▸ Extrait choisi
************
Dans des États autocratiques comme la Russie, avec une majorité de la population interdite d’avoir le moindre mot à dire sur la façon dont elle est dirigée, il n’était pas surprenant que les membres les plus puissants de la bureaucratie, de la noblesse terrienne et des propriétaires de grandes industries se joignent ensemble pour exploiter les impôts et les droits de douane imposés par l’État sur le peuple. Ce qui était surprenant, c’était que ce même processus ait eu lieu chez de prétendus « États constitutionnels » comme la France, où un pourcentage croissant de la population pouvait participer aux élections. Dans les deux types d’États la même structure de classe est apparue – une classe de « mangeurs budgétaires » (« cette classe budgétivore » [Molinari, « XXe Siècle », Janvier 1902, p. 8]) vivant aux frais de l’activité productive de la masse de contribuables et de consommateurs.
L’État qui était apparu à la fin du XIXe siècle avait aussi la méchante habitude d’essayer d’utiliser son pouvoir accru pour supprimer les minorités des territoires qu’il avait conquis. Aux XVIIe et XVIIIe siècles, des conquérants comme Louis XIV étaient heureux de permettre à leurs peuples soumis, comme les Alsaciens, de garder leurs coutumes et leurs langues tant qu’ils payaient leurs impôts promptement. Au XIXe siècle, l’État conquérant a voulu contrôler tous les aspects de la vie. En utilisant l’Allemagne nouvellement unifiée comme un exemple de ce que l’avenir pouvait donner, Molinari a objecté au désir de l’État de voir des langues locales comme le danois et le polonais supprimées et remplacées par une utilisation obligatoire de la langue allemande du pays conquérant, qu’il a, en colère, décrite comme « cette prohibition aussi inepte qu’odieuse par l’abus le plus insolent et le plus brutal de la force » [Molinari, « XXe Siècle », Janvier 1902, p. 8].
************
▸ Bloc de données
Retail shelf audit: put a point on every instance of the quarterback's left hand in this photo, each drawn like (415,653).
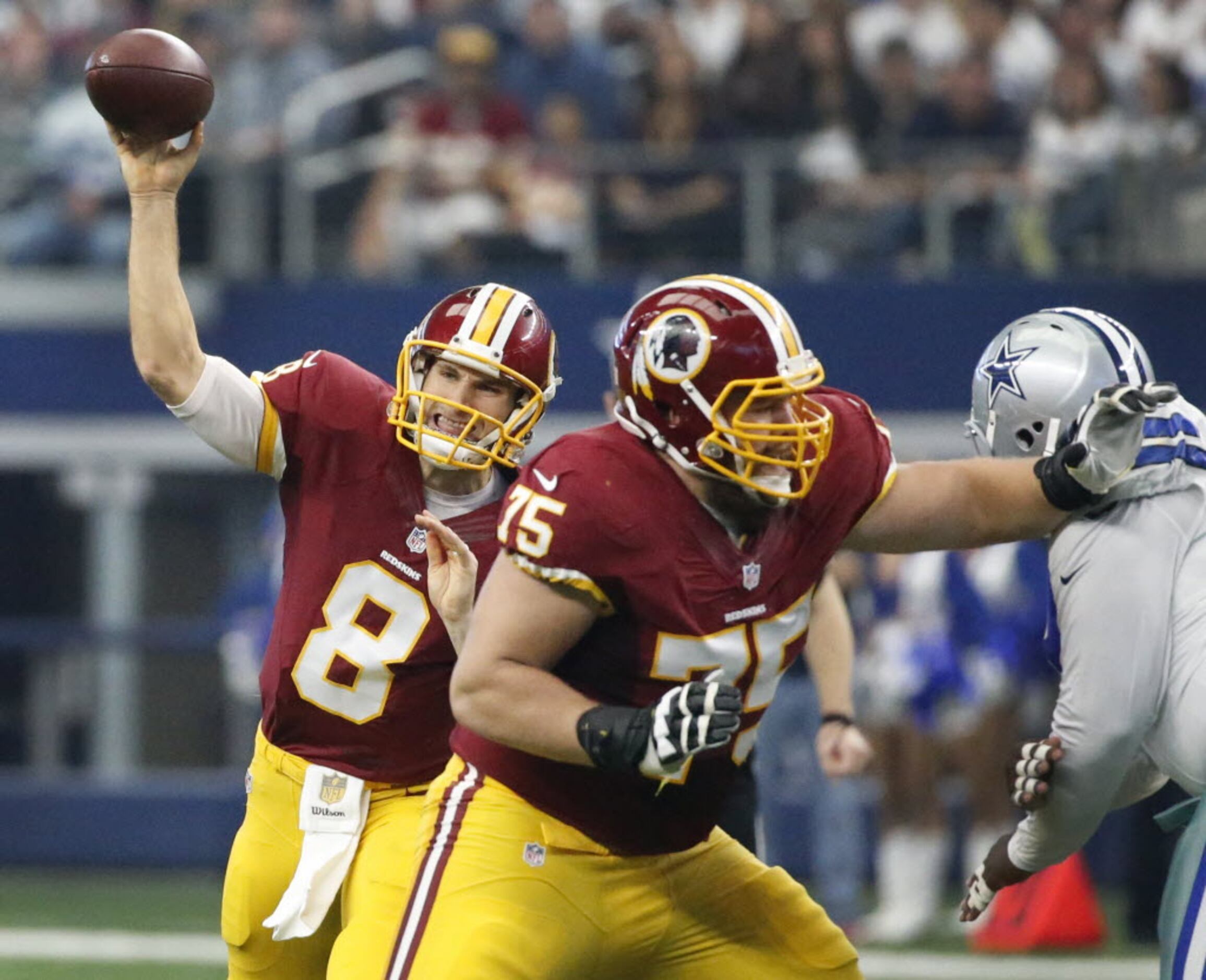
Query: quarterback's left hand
************
▸ Exercices à faire
A: Ces affirmations sont-elles conformes à l'extrait ? Répondez par oui ou par non et citez mot pour mot les mots de l'extrait qui permettent de trancher. (i) Louis XIV laissait les Alsaciens garder leurs langues s'ils payaient leurs impôts. (ii) En France, la part de la population qui pouvait voter diminuait. (iii) Molinari prend l'Allemagne nouvellement unifiée comme exemple.
B: Relevez mot pour mot le passage de l'extrait qui commence à « Dans des États » et se termine à « et de consommateurs. ».

▸ Réponses aux exercices
A:
(i) Oui : « des conquérants comme Louis XIV étaient heureux de permettre à leurs peuples soumis, comme les Alsaciens, de garder leurs coutumes et leurs langues tant qu’ils payaient leurs impôts promptement ».
(ii) Non : « un pourcentage croissant de la population pouvait participer aux élections ».
(iii) Oui : « En utilisant l’Allemagne nouvellement unifiée comme un exemple de ce que l’avenir pouvait donner ».

B:
Dans des États autocratiques comme la Russie, avec une majorité de la population interdite d’avoir le moindre mot à dire sur la façon dont elle est dirigée, il n’était pas surprenant que les membres les plus puissants de la bureaucratie, de la noblesse terrienne et des propriétaires de grandes industries se joignent ensemble pour exploiter les impôts et les droits de douane imposés par l’État sur le peuple. Ce qui était surprenant, c’était que ce même processus ait eu lieu chez de prétendus « États constitutionnels » comme la France, où un pourcentage croissant de la population pouvait participer aux élections. Dans les deux types d’États la même structure de classe est apparue – une classe de « mangeurs budgétaires » (« cette classe budgétivore » [Molinari, « XXe Siècle », Janvier 1902, p. 8]) vivant aux frais de l’activité productive de la masse de contribuables et de consommateurs.